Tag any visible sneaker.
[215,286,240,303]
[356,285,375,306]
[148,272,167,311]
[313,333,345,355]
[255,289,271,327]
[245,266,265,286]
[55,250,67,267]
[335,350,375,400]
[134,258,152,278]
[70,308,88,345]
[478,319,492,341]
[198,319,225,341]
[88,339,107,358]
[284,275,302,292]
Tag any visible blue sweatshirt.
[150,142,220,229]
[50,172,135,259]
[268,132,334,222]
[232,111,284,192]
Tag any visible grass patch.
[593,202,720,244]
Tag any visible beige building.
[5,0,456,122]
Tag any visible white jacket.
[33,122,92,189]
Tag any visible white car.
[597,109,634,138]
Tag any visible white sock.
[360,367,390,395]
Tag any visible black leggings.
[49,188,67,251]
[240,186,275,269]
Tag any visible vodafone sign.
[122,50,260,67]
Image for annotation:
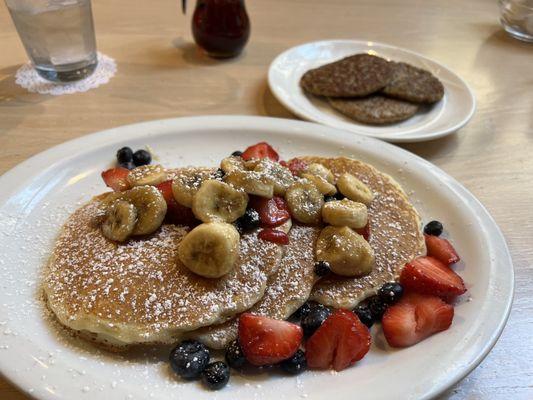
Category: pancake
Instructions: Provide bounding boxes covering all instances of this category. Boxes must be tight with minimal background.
[298,157,425,308]
[328,94,418,125]
[43,171,281,349]
[187,225,320,349]
[300,54,392,97]
[383,62,444,103]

○ ○ ○ ○

> **GOAL OF THE EXERCISE**: Copy all of the material above word for word, but leave out the pictures.

> **EXPECTED ANSWER**:
Tag any visible sneaker.
[215,286,240,303]
[356,285,375,306]
[148,272,167,311]
[313,333,345,355]
[255,289,271,327]
[245,266,265,286]
[55,250,67,267]
[335,350,375,400]
[134,258,152,278]
[70,308,88,345]
[478,319,492,341]
[198,319,225,341]
[88,339,107,358]
[284,275,302,292]
Tag any visible blue sweatshirt.
[150,142,220,229]
[50,172,135,259]
[268,132,334,222]
[232,111,284,192]
Tag any visible grass patch.
[593,202,720,244]
Tag any visible beige building.
[5,0,456,122]
Tag any visible white jacket.
[33,122,92,189]
Tag any visible white car.
[597,109,634,138]
Tag any visible white sock.
[360,367,390,395]
Tag any visible black leggings.
[49,188,67,251]
[240,186,275,269]
Tag any visible vodafone sign.
[122,50,260,67]
Image for annotation:
Category: pancake
Instructions: Provide bounding boxes covering all instances of this category. Boxes must be tight with minimal background.
[298,157,425,308]
[328,94,418,125]
[43,171,281,349]
[187,225,320,349]
[300,54,392,97]
[383,62,444,103]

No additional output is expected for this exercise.